__TASKS AND EXERCISES__.
1. In the post about not liking to cook, what food does the writer wish would show up magically?
2. Continue the post about not liking to cook from its last sentence.

I reeeeally don’t like to cook. I mean, I can do it, but I don’t enjoy it much. Cooking is a chore. I like to eat but I just want my food to show up magically, kind of like Katniss’s lamb stew in The Hunger Games.
That would be awesome.
There are so many other things I’d rather do than cook—and need to do, really, like writing, laundry, volunteering at school, taking my girls to karate, plucking my eyebrows, whatever. I’m a busy woman, okay? My to-do list never ends.
So when my husband pops his head through my office doorway and says something rude like, “Honey, what’s for dinner?” I’m all like whaaaat?? Dinner?! Make yourself a sandwich, man. I’m on a deadline.
Not really. But I confess the thought does cross my head.

__EXCERPTED DATA__.
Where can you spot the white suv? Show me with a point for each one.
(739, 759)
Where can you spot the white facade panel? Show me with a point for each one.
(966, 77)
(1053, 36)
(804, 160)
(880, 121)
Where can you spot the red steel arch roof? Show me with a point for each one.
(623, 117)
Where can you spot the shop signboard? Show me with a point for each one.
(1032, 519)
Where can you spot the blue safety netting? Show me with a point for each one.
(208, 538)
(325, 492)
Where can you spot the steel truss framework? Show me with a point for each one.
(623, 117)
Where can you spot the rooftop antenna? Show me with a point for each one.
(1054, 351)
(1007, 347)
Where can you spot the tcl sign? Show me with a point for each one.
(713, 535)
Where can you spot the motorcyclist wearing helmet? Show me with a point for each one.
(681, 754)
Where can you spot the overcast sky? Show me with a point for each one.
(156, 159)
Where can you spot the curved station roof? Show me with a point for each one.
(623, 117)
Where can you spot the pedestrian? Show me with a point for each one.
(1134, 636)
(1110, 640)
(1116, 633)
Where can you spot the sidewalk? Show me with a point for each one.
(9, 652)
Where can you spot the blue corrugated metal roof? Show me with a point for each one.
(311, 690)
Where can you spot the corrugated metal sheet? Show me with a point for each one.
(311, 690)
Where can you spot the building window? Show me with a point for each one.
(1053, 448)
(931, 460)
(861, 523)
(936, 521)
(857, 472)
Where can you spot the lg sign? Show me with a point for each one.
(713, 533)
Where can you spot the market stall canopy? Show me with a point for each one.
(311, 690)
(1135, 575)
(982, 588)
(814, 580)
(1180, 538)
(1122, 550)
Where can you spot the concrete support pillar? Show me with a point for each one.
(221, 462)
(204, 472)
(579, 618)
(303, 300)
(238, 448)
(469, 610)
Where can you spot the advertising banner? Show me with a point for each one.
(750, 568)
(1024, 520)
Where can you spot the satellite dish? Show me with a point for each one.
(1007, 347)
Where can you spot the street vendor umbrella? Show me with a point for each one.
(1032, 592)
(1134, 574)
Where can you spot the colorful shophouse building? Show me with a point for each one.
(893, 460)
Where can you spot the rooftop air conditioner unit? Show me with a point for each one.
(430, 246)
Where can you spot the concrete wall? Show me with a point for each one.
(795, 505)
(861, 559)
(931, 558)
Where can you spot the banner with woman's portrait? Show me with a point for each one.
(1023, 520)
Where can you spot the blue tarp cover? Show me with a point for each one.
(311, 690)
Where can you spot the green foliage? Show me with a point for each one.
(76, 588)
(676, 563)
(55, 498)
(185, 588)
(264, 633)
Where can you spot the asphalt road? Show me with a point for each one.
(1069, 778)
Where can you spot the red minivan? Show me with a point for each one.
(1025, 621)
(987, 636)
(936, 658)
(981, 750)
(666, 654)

__REPLIES__.
1. Katniss's lamb stew from The Hunger Games.

2.
And don’t even get me started on my children—my precious, precious children whom I love so much my heart bleeds. Mom has a curfew, right? 8 p.m. is my time. I’ve done the tucking in, the bedtime prayers, the read-aloud chapter of Narnia. And then as soon as I settle into my family room chair for some cheesy popcorn and Gilmore Girls, my six-year-old starts calling for me from her bed because she’s scared of the dark. Every. Night. And I have sympathy, really I do, but it turns into a half-hour battle of the wills when inside my guts are screaming Mommy needs some alone time noooooowwwwww.
My capacity for serving my family only goes so far. I’m faulty. And human.
Dang, am I ever selfish.
Here’s a sticky truth. Women are designed to be helpers. I know you hate that term, “helper,” because in modern society it implies belittling, weakness, less-than. Yet when we dig into Scripture, we discover that’s not the true meaning at all. In Genesis 2:18 God says it’s not good for man to be alone, so he creates a helpmeet or a “helper suitable” for him. That term helpmeet in the original Hebrew means a helper that meets the man’s needs, that is just the right fit for the man. Someone who complements him and can serve the family in ways he cannot. In other words, woman completes man. We’re half of a two-piece puzzle.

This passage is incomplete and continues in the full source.